▸ INFORMATION SUPPLIED
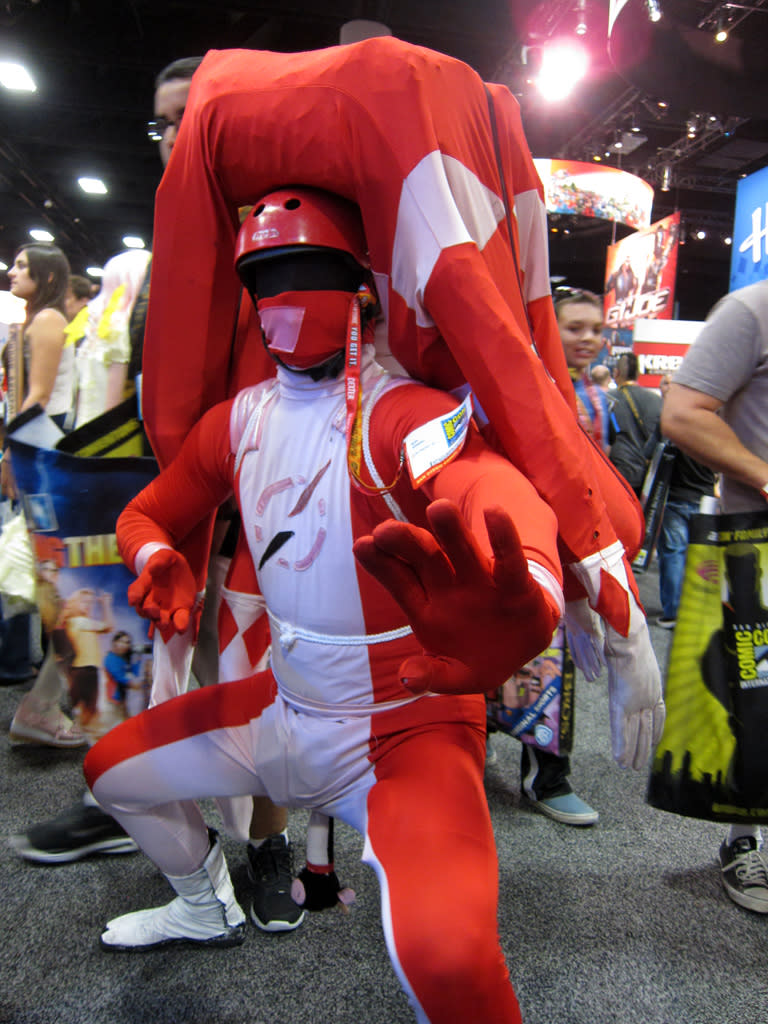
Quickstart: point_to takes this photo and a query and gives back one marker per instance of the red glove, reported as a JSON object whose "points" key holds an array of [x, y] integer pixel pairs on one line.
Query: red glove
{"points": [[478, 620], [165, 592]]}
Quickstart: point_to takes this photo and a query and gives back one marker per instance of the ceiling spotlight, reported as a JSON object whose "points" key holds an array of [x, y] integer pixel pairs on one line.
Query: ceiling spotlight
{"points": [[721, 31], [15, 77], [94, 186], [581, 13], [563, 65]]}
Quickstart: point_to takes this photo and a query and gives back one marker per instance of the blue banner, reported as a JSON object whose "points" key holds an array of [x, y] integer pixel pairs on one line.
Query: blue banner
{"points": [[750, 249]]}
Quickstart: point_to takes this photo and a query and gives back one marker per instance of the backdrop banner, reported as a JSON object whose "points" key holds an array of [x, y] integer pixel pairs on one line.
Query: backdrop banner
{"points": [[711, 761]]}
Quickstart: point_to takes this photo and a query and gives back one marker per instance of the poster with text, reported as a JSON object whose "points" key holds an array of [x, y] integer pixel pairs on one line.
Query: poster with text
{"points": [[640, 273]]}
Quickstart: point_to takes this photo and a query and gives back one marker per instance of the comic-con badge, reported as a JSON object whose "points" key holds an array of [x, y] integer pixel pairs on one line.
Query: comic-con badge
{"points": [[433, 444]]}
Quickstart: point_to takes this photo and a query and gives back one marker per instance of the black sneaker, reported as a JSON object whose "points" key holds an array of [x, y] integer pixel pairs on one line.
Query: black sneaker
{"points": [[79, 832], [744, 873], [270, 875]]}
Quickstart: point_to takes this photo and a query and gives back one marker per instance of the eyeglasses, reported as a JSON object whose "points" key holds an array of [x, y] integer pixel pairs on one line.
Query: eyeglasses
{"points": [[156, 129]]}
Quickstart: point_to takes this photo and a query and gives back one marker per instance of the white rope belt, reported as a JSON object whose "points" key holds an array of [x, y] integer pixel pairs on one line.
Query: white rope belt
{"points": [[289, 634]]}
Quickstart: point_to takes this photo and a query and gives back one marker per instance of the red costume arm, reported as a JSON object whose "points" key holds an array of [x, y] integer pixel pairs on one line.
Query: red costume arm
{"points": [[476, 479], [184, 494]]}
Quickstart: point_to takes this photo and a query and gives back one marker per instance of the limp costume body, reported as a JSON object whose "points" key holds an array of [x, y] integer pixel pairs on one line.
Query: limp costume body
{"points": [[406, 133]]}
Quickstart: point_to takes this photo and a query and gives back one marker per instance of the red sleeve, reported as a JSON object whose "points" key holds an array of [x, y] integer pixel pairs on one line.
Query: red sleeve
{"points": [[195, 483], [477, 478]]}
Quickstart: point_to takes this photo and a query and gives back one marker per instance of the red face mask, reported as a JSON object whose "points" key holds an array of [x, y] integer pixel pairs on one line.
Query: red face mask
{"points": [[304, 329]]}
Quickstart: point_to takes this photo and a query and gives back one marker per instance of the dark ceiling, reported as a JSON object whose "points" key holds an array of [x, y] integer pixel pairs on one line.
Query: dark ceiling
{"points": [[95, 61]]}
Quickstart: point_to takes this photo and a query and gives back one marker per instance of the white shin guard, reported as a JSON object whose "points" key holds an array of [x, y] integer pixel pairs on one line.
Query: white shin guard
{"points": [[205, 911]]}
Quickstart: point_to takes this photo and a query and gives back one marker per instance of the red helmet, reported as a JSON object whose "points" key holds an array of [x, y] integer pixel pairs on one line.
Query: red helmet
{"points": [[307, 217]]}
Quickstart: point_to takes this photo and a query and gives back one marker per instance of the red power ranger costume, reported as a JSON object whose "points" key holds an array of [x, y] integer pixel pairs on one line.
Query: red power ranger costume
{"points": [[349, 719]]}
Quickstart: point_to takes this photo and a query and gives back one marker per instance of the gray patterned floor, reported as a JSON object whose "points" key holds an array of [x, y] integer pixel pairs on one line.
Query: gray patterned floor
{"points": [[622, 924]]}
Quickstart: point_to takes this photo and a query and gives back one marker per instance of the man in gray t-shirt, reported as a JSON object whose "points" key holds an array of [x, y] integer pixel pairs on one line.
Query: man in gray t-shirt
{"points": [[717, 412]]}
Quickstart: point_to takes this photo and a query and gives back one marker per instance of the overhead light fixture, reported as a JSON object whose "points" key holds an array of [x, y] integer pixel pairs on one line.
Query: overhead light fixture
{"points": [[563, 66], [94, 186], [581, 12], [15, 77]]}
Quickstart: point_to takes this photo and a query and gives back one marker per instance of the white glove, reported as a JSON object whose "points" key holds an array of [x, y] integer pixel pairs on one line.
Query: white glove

▸ TASK INSTRUCTIONS
Could you put every line of all the records above into a JSON list of strings, with one string per line, no blank lines, and the pictures left out?

▸ EXERCISE ANSWER
[
  "Quickstart: point_to takes this photo and a query and gives back one marker per instance of the red glove, reported as a JSON object whose \"points\" key holds an array of [x, y] integer pixel pairs on one line.",
  "Query: red glove",
  "{\"points\": [[478, 620], [165, 592]]}",
  "Quickstart: point_to takes this photo and a query and gives back one marker per instance of the ceiling spotlight, reported as a JSON object whose \"points\" key holds an array of [x, y] integer pixel pairs on one line.",
  "Query: ceiling spotlight",
  "{\"points\": [[721, 31], [15, 77], [94, 186], [581, 13], [563, 65]]}",
  "Quickstart: point_to takes this photo and a query and gives back one marker per instance of the blue banner, reported as a JSON object whose \"points\" key holds an array of [x, y] integer pixel pairs on one line.",
  "Query: blue banner",
  "{\"points\": [[750, 249]]}",
  "Quickstart: point_to takes this photo and a query and gives back one marker per instance of the backdrop banner, reported as a JSON object whose \"points\" key holds an array of [x, y] integer pixel pairs on one line.",
  "Query: backdrop banner",
  "{\"points\": [[711, 761]]}",
  "Quickstart: point_to takes this photo and a query and gives back one marker per instance of the poster with text, reported as a JSON object whose \"points\" key holds an array of [x, y] integer pixel pairs on one line.",
  "Query: poster with text",
  "{\"points\": [[640, 273]]}",
  "Quickstart: point_to takes this photo and a query and gives back one marker per instance of the comic-con badge, reported as a JSON object whose \"points\" key holds an array of [x, y] integer pixel pairs on one line.",
  "Query: comic-con badge",
  "{\"points\": [[433, 444]]}",
  "Quickstart: point_to takes this photo and a query and gives back one marker per instance of the black sneaker, reported as a JSON object whose \"points\" key holds an array of [x, y] integer pixel pairs on one line.",
  "Query: black sneaker",
  "{\"points\": [[79, 832], [744, 873], [270, 875]]}",
  "Quickstart: point_to takes this photo and a query and gives back one marker per instance of the eyeglasses, reported as a JSON object whose \"points\" key holds an array of [x, y] integer pixel pairs on one line.",
  "Query: eyeglasses",
  "{\"points\": [[156, 129]]}",
  "Quickstart: point_to takes this photo and a query and gives back one marker per instance of the white rope belt, reported as a JSON object whose \"points\" key holds an array of [x, y] integer pixel pairs on one line.",
  "Query: white rope belt",
  "{\"points\": [[289, 634]]}",
  "Quickstart: point_to takes this photo and a query and gives back one marker per instance of the red costume arm, reported as a JSON object whose \"points\" key holds an array of [x, y] integer pixel pairs on one line.",
  "Query: red costume arm",
  "{\"points\": [[476, 479], [184, 494]]}",
  "Quickstart: point_to takes this photo and a query and gives back one marker per instance of the limp costume body, reported as a JSON object whose \"points\" key holds an array of [x, y] integer pixel pairs on one line.",
  "Query: limp costume body",
  "{\"points\": [[406, 133]]}",
  "Quickstart: point_to takes this photo and a query and gives back one marker per instance of the red sleeve, reported as a JSON object whose \"points\" key holds an array of [x, y] integer pixel pairs on one line.",
  "Query: red sleeve",
  "{\"points\": [[195, 483], [477, 478]]}",
  "Quickstart: point_to takes this photo and a query and gives back one marker per instance of the red face mask, reported as a JSON object whose \"points\" key holds an array of [x, y] integer pixel pairs on one line.",
  "Query: red face mask",
  "{\"points\": [[304, 329]]}",
  "Quickstart: point_to takes this photo and a query and gives back one marker per instance of the dark ceiling, reported as a JSON object whose \"points\" key holds an array of [x, y] integer pixel pairs on one line.",
  "Query: dark ceiling",
  "{\"points\": [[95, 61]]}",
  "Quickstart: point_to takes this photo and a query and gives back one marker per instance of the white shin guard, reported as a JSON object whose \"points\" key holds an array of [x, y] integer pixel pairs on one line.",
  "Query: white shin guard",
  "{\"points\": [[205, 911]]}",
  "Quickstart: point_to takes this photo and a query and gives back one marker per instance of the red helmet, reported as a JSON object whose \"points\" key holds an array of [x, y] integer pixel pairs on one line.",
  "Query: red helmet",
  "{\"points\": [[307, 217]]}",
  "Quickstart: point_to takes this photo and a query and gives back one marker per instance of the red power ranger costume, reported as a JSON object whose \"points\" key holds an array of [x, y] integer pixel pairs on one line.",
  "Query: red power ranger costume",
  "{\"points\": [[349, 719]]}",
  "Quickstart: point_to takes this photo and a query and gives back one marker per instance of the gray patterned floor, reported as a JSON object whose \"points\" key holds an array of [x, y] integer pixel pairs on one line.",
  "Query: gray patterned floor",
  "{\"points\": [[622, 924]]}",
  "Quickstart: point_to takes this photo and a query and gives back one marker per instance of the man in gray t-shirt, reported as a JSON object whose \"points\" key holds an array of [x, y] integer pixel pairs on one line.",
  "Query: man in gray t-shirt",
  "{\"points\": [[717, 412]]}",
  "Quickstart: point_to takes this photo and a query and gives back one marker per instance of the overhead light fixture, reported as a JSON object whose \"points\" key holds an array of [x, y] integer pixel pairs on one line.",
  "Query: overhead light fixture",
  "{\"points\": [[563, 66], [94, 186], [581, 12], [15, 77]]}",
  "Quickstart: point_to takes this photo and a query and gives back one marker per instance of the white glove, reported as a JSON object whose \"points\" key holds an array of [x, y] integer pixel pairs on one line.",
  "Query: white glove"
]